**WORK TO COMPLETE:**
1/ In the text on HTML5's shortcomings, copy everything from "HTML5 does not" up to and including "flaws is disturbing.".
2/ Answer these questions using the text on HTML5's shortcomings:
(a) Who mostly negotiates the features that make it into the spec?
(b) What does HTML permit that makes HTML/JavaScript applications susceptible to cross-site scripting attacks?
(c) How long is the document that describes how to author alternate text?

**DOCUMENT TEXT:**
====================

The shortcomings of HTML5
Introduction
As professional Web designers and developers, we can use and support HTML5, but at the same time we need to be able to discuss the shortcomings and limitations of the technology. In this way, we can avoid pitfalls and provide invaluable feedback to the HTML5 team, to help improve HTML.
While considering the shortcomings of HTML5 in this article, you will probably wonder why a specific feature was implemented in a given way. To answer this, it's important to understand that features that go into HTML are rarely designed and evaluated purely on merit. More often than not, features that make it into the spec are negotiated by different implementers (mostly browser vendors) in a kind of standards bazaar.
But it is ultimately Web developers and designers like you and I who will work with the technology on a daily basis, and who will have the final say about the use and longevity of any HTML feature.
HTML5 does not fix HTML
Perhaps the biggest misconception about HTML5 is that it fixes the problems with HTML. The most serious problem is that HTML/JavaScript applications are inherently insecure and are vulnerable to mischief, attacks and data theft. One reason for this stems from the fact that HTML permits data to be intermixed with executable code (JavaScript). This makes HTML/JavaScript applications susceptible to cross-site scripting attacks. HTML5 adds new and more powerful DOM APIs that enable JavaScript code greater access to network communication and cached data, but giving more power to executable code without fixing security design flaws is disturbing.
Making simple concepts complex
The HTML5 team has a way of making simple concepts complex. Take for example the idea of alternate text used in the img element. Alternate text stands in place of images when images cannot be seen. It's a simple concept, right? Yet, in addition to the 15 pages that describe the img element in the specification (meant for technical users) there is an accompanying 40 page document that describes how to author alternate text (meant for non-technical users). Are content authors going to read 40 pages on alternate text? Making HTML unnecessarily complex can deter users from using features correctly.

====================

**LISTED RECORDS:**
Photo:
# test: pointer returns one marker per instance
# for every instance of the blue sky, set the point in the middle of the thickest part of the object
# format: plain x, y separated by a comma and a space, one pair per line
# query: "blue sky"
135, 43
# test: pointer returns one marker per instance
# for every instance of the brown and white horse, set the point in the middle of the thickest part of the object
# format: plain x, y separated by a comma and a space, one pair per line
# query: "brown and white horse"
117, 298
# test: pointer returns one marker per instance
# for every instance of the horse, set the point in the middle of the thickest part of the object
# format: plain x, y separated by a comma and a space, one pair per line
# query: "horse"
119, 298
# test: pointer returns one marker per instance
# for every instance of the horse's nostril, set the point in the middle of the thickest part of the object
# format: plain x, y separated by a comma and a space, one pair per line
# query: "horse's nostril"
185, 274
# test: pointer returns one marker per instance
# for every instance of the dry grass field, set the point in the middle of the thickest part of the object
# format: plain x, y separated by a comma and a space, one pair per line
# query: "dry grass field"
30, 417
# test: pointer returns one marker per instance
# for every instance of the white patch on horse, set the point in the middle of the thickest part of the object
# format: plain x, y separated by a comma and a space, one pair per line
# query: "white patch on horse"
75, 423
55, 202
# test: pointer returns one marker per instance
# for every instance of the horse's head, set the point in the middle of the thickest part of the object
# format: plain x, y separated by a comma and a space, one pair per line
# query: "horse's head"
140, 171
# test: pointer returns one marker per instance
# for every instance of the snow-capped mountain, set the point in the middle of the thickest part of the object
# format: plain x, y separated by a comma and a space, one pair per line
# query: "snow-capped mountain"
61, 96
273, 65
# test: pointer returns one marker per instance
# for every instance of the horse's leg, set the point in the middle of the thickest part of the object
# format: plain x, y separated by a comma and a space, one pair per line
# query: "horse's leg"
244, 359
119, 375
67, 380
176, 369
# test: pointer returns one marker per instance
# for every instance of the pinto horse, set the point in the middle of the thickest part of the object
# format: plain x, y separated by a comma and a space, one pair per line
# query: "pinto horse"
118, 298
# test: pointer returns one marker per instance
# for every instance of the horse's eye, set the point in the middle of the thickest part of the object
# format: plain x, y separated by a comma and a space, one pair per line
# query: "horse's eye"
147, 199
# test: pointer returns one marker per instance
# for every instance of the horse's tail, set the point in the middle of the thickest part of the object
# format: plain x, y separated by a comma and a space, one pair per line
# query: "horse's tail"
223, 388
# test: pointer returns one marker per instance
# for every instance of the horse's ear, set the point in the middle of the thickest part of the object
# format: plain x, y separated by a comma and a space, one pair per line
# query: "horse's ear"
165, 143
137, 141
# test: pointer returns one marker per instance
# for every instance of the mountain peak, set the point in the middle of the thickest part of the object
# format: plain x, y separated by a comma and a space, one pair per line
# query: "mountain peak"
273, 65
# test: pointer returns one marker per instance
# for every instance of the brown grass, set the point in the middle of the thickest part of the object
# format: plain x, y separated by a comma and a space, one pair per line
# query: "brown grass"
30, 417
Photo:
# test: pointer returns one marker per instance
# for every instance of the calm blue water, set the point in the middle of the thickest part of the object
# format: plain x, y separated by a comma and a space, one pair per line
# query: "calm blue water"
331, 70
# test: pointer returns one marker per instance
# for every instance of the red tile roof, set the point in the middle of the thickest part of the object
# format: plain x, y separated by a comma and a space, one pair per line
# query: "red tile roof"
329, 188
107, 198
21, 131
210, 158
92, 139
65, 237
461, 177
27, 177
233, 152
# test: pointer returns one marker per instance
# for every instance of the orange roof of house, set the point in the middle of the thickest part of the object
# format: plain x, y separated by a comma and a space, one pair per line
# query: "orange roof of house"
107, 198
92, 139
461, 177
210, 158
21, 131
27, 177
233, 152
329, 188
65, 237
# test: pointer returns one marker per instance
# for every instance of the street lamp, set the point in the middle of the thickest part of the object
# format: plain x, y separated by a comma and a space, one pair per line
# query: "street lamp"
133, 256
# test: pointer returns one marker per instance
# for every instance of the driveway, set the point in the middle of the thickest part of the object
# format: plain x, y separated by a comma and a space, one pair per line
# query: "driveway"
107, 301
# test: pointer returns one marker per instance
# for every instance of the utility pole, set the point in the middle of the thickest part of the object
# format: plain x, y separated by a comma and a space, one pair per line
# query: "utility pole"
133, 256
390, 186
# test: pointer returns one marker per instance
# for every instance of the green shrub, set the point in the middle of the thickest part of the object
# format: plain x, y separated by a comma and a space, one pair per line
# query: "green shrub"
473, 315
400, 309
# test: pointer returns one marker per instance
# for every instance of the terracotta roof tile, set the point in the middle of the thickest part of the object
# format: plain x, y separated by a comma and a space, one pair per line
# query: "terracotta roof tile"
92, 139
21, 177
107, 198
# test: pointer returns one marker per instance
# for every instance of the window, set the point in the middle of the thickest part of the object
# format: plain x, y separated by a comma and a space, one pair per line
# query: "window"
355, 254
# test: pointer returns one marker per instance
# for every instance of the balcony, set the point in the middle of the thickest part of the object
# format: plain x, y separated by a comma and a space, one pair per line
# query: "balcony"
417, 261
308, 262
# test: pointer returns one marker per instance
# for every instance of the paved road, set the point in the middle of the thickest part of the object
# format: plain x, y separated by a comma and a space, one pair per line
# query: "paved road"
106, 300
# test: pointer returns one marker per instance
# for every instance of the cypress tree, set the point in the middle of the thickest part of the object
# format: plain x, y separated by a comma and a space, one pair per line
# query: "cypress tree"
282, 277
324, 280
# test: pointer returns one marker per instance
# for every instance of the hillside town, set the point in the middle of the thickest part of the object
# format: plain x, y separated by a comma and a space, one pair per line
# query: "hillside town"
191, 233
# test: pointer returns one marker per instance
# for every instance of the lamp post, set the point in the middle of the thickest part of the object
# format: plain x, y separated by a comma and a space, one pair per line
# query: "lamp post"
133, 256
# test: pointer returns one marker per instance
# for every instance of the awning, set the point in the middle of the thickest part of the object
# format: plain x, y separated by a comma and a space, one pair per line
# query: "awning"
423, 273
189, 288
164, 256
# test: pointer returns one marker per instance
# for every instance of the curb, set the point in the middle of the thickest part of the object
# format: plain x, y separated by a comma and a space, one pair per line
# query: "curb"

====================

**SOLUTIONS BY TASK:**
1/
HTML5 does not fix HTML
Perhaps the biggest misconception about HTML5 is that it fixes the problems with HTML. The most serious problem is that HTML/JavaScript applications are inherently insecure and are vulnerable to mischief, attacks and data theft. One reason for this stems from the fact that HTML permits data to be intermixed with executable code (JavaScript). This makes HTML/JavaScript applications susceptible to cross-site scripting attacks. HTML5 adds new and more powerful DOM APIs that enable JavaScript code greater access to network communication and cached data, but giving more power to executable code without fixing security design flaws is disturbing.

2/
(a) Different implementers, mostly browser vendors.
(b) It permits data to be intermixed with executable code (JavaScript).
(c) 40 pages.